## Data records
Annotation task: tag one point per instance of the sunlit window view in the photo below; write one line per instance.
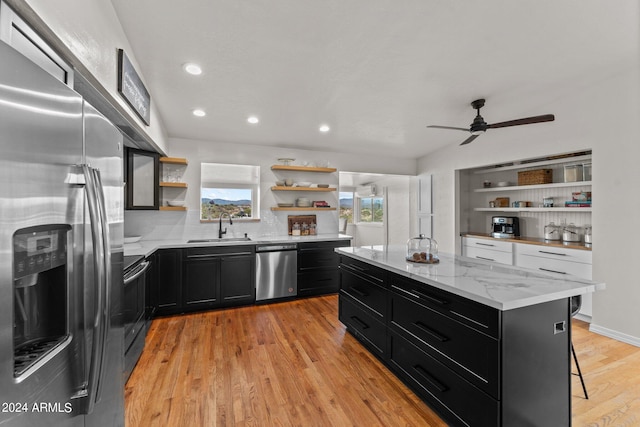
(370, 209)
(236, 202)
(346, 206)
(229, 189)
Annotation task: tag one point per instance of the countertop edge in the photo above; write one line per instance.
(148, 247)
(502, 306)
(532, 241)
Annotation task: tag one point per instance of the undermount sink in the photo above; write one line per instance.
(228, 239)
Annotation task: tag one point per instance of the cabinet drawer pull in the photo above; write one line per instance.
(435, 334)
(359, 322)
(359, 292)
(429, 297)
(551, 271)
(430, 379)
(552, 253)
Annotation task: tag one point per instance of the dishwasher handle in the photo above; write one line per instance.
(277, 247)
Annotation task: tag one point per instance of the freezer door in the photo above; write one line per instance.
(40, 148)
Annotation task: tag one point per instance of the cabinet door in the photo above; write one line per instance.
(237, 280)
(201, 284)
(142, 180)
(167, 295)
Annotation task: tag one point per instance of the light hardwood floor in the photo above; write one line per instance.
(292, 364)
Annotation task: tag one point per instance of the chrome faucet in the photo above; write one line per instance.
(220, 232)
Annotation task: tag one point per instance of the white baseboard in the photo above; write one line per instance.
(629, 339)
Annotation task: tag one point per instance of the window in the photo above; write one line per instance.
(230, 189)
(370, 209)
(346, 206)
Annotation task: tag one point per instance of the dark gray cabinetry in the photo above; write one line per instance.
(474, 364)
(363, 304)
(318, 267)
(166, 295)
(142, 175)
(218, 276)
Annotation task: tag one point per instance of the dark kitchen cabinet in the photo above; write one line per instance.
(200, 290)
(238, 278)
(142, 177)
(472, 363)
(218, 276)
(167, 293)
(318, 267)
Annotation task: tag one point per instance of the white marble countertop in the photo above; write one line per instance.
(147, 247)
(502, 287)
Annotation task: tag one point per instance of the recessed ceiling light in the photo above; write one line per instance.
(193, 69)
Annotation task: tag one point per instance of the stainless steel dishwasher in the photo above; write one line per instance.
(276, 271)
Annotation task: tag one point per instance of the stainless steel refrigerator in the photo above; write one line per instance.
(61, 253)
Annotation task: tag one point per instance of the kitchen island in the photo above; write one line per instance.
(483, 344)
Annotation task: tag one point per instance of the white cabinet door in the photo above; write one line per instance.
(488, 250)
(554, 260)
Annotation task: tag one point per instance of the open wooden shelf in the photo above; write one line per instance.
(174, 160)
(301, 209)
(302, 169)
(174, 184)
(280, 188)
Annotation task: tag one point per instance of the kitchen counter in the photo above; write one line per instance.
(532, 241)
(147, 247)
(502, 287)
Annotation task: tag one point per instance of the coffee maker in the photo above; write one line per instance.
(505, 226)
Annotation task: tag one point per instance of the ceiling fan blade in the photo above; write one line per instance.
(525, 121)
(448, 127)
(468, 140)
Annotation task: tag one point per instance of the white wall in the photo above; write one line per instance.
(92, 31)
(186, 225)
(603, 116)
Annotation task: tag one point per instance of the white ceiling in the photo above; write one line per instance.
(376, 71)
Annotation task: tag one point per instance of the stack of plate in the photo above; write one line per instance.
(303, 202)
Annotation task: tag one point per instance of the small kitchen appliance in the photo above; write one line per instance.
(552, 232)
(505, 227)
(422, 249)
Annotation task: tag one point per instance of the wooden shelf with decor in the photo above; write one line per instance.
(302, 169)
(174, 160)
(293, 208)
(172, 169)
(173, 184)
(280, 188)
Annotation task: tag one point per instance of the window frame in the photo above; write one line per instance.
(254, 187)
...
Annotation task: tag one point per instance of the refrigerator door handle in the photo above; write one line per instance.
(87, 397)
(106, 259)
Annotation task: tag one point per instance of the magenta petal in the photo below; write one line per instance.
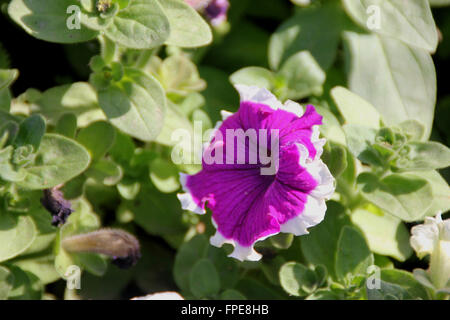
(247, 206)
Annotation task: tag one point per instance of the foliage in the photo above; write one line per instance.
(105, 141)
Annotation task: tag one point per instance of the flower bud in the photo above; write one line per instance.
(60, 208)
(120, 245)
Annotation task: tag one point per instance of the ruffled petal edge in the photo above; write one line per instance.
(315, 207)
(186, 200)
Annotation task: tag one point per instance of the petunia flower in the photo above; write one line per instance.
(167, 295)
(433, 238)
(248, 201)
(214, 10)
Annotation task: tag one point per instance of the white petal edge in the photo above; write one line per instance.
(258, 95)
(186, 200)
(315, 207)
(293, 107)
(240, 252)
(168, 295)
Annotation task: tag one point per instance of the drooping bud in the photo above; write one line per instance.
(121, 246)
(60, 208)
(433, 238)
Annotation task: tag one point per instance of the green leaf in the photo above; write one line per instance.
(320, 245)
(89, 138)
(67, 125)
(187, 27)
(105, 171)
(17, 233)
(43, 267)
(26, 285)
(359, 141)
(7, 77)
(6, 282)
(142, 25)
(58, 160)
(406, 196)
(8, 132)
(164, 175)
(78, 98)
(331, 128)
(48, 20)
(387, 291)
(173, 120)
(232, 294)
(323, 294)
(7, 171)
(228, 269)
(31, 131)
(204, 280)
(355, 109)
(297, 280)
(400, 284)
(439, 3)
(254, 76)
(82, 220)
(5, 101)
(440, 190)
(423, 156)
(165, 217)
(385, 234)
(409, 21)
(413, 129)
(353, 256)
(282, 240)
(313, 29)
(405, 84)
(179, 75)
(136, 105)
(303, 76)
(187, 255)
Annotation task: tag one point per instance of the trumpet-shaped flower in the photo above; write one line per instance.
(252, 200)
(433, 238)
---
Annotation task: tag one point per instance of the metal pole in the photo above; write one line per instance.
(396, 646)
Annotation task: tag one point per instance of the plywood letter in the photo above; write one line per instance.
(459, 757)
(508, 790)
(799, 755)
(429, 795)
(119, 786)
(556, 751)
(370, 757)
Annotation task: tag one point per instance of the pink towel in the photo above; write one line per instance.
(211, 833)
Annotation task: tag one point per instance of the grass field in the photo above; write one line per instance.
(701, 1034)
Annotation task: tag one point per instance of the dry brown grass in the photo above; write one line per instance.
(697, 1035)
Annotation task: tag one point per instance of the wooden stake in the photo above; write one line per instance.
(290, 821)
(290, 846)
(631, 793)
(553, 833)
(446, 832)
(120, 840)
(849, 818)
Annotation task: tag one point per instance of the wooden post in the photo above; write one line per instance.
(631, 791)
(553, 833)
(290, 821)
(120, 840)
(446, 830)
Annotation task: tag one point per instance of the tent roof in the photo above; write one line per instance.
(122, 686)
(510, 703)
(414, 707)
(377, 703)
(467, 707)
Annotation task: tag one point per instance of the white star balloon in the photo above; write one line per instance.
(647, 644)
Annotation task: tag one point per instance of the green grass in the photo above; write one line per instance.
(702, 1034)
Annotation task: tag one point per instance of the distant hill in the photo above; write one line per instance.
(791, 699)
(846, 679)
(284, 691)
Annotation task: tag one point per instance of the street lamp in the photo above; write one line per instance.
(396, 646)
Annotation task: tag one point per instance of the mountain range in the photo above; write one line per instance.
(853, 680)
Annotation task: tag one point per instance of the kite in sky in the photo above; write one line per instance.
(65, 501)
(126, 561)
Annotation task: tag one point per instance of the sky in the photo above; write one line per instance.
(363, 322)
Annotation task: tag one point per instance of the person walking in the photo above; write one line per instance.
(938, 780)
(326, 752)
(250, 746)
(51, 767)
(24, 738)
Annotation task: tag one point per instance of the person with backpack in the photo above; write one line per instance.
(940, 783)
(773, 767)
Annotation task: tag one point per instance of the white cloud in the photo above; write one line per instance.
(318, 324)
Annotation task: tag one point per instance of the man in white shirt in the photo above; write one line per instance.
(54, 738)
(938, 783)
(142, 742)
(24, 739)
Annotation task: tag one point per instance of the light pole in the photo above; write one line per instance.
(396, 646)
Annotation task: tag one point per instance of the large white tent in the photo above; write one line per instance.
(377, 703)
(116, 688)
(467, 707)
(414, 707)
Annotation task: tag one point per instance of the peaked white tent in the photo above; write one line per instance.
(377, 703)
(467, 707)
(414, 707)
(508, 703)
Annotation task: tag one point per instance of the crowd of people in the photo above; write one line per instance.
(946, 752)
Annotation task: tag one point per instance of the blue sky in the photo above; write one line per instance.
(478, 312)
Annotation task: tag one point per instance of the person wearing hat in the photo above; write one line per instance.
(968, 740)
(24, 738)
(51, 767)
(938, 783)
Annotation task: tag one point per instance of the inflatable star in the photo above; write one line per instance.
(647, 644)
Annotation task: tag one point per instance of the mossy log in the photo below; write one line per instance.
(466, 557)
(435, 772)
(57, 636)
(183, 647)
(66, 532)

## Written request
Pick out every line in the entries above that contains the string "steel". Matching is case-sensitive.

## Task result
Annotation task: tag one point per instance of the stainless steel dishwasher in the photo above; write one line per instance.
Annotation task: tag one point per instance of the stainless steel refrigerator in the photo above; write one line per instance.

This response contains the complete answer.